*** SUPPLIED TEXT ***

A 1983 MARYLAND law gives the state health and mental hygiene department the right to put a nursing home with serious patient-care shortcomings into receivership. The law gets its first real test in the Montgomery County Circuit Court tomorrow, when state health officials renew their request that a receiver be named for the 173-patient Bethesda Health Center.
The new law offers a far more reasonable choice than the alternatives that are usually available to states: closing a substandard nursing home or doing little or nothing about its deficiencies. It would allow the state instead to give such a home new management.
State health department inspectors say the Bethesda center has serious problems in nursing services, patient supervision, infection control, dietary services, physician services and fire emergency plans. The state also says there have been a number of unexplained injuries to patients. The facility has been cited several times since it opened in 1979 for violating nursing care regulations. Attorneys for the center say there are no serious violations. But if the state has adequate evidence to prove its contentions, the home should be taken over. Competent nursing care administrators are on call, the state says.

*** PROVIDED INFORMATION ***

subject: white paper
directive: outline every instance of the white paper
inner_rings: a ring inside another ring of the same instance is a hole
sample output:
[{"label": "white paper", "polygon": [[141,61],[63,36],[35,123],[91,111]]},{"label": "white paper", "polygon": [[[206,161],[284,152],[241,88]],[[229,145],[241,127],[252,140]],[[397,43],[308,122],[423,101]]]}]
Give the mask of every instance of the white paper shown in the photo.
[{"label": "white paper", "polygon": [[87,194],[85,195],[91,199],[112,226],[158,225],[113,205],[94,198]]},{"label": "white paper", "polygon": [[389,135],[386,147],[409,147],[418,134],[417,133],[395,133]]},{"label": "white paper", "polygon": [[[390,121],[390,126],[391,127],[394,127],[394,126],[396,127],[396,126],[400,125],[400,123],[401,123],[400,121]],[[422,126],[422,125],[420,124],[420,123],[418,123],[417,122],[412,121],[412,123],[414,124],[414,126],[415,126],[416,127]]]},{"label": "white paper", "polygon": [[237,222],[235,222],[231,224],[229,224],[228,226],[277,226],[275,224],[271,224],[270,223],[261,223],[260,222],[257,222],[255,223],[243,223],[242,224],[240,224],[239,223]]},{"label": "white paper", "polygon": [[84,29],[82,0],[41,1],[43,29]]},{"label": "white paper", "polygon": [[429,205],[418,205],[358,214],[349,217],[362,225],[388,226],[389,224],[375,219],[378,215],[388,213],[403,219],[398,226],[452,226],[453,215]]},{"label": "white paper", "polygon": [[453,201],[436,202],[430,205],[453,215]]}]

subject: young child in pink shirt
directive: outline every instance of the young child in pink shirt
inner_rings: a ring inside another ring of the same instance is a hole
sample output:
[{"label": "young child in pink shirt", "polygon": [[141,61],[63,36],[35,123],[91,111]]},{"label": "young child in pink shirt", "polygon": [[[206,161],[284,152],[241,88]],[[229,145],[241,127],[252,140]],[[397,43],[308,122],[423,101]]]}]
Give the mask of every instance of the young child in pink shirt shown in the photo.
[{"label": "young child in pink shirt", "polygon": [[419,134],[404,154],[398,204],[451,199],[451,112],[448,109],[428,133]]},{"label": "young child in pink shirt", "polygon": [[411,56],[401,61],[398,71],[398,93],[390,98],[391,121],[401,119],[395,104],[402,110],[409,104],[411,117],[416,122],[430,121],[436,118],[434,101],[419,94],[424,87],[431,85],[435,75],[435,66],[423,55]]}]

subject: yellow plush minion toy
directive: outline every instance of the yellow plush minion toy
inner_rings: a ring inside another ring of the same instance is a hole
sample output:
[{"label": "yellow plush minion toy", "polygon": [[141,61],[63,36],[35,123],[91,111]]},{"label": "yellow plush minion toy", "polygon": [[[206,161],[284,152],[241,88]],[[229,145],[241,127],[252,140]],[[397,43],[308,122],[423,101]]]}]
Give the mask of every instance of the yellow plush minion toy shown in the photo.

***

▶ TASKS:
1. Rewrite the stretch from "A 1983 MARYLAND" through "home new management." in the passage on Maryland's nursing home receivership law, swapping "shortcomings" for "deficiencies".
2. Carry on the passage on Maryland's nursing home receivership law from the point at which it stops.

▶ REPLIES:
1.
A 1983 MARYLAND law gives the state health and mental hygiene department the right to put a nursing home with serious patient-care deficiencies into receivership. The law gets its first real test in the Montgomery County Circuit Court tomorrow, when state health officials renew their request that a receiver be named for the 173-patient Bethesda Health Center.
The new law offers a far more reasonable choice than the alternatives that are usually available to states: closing a substandard nursing home or doing little or nothing about its deficiencies. It would allow the state instead to give such a home new management.

2.
If the state of Maryland attempts to revoke a nursing home's operating license, the home can appeal that decision in court. It is then allowed to keep operating, perhaps with the same deficiencies it has been cited for, during the appeal. The state can increase the number of inspections during that period, but the small number of inspectors available -- there are only 30 to police the state's 204 public and private nursing homes -- limits that option. Closing the facility would mean the patients would have to be moved -- no smal matter for either the state or the patients or for the growing population of aged as a whole.
But if a nursing home is placed in receivership, it does not stop operating. Other nursing homes would not have to contend with new patients. Here lies the potential value of the new law: it can ensure patients suitable care with the least additional disruption to their already unsettled lives.